▸ BRIEF
A single number is the whole answer: the tally of lines in the data below that include the word "deciduous".

▸ SOURCE MATERIAL
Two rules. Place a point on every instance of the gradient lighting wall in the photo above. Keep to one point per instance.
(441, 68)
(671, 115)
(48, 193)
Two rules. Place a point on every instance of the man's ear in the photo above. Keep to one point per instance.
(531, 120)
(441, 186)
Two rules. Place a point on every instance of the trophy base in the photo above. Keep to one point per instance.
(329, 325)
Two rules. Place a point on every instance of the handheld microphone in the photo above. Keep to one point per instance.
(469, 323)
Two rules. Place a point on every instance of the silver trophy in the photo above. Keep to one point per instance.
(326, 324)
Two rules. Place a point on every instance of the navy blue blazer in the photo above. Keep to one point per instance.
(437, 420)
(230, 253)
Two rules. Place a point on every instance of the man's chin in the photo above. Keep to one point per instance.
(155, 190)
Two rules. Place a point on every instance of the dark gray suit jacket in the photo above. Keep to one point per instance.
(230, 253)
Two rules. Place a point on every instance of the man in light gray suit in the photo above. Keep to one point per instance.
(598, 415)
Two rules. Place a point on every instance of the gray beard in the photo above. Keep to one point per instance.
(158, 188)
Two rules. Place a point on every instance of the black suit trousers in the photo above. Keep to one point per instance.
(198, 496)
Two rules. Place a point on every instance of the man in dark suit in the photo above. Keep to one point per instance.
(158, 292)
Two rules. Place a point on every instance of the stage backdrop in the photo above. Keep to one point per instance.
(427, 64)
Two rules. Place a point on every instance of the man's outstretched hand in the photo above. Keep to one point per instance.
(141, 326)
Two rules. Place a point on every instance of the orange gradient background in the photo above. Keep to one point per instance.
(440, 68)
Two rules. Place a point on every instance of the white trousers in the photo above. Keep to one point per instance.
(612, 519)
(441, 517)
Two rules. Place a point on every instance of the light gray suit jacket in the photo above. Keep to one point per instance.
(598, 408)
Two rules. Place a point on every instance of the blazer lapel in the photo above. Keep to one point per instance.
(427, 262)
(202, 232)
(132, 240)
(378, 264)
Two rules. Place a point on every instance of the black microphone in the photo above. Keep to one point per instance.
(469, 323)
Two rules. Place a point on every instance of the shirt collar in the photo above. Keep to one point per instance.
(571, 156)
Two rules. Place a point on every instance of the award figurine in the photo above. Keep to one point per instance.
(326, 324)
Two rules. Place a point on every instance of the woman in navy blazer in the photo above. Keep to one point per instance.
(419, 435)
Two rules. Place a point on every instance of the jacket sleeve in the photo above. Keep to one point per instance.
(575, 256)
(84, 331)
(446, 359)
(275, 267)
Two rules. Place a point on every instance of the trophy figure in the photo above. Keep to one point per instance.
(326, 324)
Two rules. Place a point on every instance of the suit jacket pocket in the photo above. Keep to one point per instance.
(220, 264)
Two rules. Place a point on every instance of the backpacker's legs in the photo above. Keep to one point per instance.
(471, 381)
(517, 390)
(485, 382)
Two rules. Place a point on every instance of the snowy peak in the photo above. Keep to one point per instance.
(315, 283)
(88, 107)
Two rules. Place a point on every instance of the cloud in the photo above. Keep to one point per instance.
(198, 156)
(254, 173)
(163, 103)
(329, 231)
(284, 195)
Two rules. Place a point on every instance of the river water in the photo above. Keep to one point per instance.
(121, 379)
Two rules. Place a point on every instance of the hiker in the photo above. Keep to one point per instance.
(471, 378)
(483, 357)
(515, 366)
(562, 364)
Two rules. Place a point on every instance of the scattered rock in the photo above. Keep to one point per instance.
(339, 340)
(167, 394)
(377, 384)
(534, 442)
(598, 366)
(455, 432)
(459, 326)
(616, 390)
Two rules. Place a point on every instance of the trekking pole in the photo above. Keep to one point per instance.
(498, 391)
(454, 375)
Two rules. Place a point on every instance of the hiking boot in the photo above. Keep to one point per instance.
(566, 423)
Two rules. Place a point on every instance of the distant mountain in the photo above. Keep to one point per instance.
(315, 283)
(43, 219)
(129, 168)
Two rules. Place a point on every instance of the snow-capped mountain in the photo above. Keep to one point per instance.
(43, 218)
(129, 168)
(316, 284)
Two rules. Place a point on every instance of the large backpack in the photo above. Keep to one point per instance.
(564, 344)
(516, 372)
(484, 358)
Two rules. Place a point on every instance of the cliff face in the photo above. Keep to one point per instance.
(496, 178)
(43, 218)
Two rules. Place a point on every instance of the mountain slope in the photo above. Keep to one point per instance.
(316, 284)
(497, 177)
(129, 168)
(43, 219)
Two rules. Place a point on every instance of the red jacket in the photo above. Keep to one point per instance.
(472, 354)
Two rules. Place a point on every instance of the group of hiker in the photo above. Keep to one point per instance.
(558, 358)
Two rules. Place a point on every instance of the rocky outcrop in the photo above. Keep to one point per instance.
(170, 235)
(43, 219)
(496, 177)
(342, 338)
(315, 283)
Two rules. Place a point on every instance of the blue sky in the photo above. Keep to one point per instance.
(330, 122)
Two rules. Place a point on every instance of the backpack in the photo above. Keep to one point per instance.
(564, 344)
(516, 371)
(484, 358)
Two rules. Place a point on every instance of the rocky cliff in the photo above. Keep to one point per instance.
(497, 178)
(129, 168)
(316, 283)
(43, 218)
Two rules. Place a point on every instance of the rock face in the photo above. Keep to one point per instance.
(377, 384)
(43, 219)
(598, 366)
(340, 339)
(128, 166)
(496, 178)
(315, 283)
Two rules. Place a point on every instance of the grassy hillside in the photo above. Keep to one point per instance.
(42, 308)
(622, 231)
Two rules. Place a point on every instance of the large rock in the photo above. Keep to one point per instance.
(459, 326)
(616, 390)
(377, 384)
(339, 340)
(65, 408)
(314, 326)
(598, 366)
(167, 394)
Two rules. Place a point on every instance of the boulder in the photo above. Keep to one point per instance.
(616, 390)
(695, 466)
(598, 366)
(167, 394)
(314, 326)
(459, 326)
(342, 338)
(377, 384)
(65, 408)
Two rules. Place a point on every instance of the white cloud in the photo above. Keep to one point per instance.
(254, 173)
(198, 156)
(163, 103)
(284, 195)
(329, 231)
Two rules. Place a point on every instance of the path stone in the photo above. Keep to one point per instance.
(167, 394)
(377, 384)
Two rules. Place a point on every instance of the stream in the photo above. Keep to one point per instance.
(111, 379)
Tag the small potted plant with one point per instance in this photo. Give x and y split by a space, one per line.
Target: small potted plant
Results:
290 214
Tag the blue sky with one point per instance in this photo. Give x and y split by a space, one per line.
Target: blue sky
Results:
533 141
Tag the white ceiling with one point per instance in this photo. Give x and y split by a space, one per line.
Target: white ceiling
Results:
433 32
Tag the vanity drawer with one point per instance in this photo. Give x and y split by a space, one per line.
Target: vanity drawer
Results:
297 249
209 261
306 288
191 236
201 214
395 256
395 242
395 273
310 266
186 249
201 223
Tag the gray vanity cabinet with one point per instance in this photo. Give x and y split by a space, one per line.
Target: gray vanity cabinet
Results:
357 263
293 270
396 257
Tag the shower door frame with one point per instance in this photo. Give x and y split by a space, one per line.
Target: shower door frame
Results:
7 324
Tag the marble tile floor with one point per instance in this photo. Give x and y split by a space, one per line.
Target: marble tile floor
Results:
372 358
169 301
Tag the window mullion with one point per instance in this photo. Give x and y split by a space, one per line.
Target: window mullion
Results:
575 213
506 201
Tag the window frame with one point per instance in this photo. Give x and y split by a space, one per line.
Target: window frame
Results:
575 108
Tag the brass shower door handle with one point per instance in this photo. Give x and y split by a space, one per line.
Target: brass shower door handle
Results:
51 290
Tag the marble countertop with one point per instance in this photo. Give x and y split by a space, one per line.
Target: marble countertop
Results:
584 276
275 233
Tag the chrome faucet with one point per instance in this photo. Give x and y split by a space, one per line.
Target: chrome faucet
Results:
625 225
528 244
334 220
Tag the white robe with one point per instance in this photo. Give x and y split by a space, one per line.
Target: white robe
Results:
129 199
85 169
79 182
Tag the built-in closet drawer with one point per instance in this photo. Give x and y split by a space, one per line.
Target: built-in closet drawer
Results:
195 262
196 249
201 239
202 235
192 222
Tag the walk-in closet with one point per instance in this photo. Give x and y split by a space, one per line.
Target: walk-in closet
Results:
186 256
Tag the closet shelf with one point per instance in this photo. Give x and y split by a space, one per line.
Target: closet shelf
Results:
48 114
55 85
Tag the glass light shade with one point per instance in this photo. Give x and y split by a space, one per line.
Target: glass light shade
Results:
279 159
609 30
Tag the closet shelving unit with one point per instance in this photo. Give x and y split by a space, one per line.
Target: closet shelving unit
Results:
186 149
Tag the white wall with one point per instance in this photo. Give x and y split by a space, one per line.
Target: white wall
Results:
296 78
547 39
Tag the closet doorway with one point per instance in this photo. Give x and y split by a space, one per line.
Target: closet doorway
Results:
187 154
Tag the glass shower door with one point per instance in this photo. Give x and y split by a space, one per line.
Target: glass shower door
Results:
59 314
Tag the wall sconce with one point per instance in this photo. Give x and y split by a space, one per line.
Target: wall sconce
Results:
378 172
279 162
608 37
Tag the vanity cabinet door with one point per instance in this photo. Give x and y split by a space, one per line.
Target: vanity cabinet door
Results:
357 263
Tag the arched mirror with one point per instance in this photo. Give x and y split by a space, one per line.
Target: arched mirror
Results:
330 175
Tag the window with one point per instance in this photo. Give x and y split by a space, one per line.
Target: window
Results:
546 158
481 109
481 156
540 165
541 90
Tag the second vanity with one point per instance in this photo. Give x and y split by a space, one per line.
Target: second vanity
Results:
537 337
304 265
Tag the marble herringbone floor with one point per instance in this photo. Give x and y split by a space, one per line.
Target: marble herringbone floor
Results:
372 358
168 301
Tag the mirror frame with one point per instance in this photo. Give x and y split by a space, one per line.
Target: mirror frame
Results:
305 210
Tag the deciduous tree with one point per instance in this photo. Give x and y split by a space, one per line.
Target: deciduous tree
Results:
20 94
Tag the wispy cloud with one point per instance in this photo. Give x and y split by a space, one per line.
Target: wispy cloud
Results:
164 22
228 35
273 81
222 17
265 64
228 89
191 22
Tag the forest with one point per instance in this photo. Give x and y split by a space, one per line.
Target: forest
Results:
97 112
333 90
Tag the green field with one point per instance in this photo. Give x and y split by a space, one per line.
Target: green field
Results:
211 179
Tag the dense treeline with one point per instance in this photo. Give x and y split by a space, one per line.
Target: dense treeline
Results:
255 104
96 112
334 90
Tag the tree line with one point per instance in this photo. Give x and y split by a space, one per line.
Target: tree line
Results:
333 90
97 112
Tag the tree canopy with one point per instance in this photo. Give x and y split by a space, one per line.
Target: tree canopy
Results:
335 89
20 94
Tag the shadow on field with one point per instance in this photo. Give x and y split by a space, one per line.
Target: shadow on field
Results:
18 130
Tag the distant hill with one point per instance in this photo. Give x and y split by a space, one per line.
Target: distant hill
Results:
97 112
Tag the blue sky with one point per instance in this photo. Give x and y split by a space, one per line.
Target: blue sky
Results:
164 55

▸ EXERCISE RESPONSE
2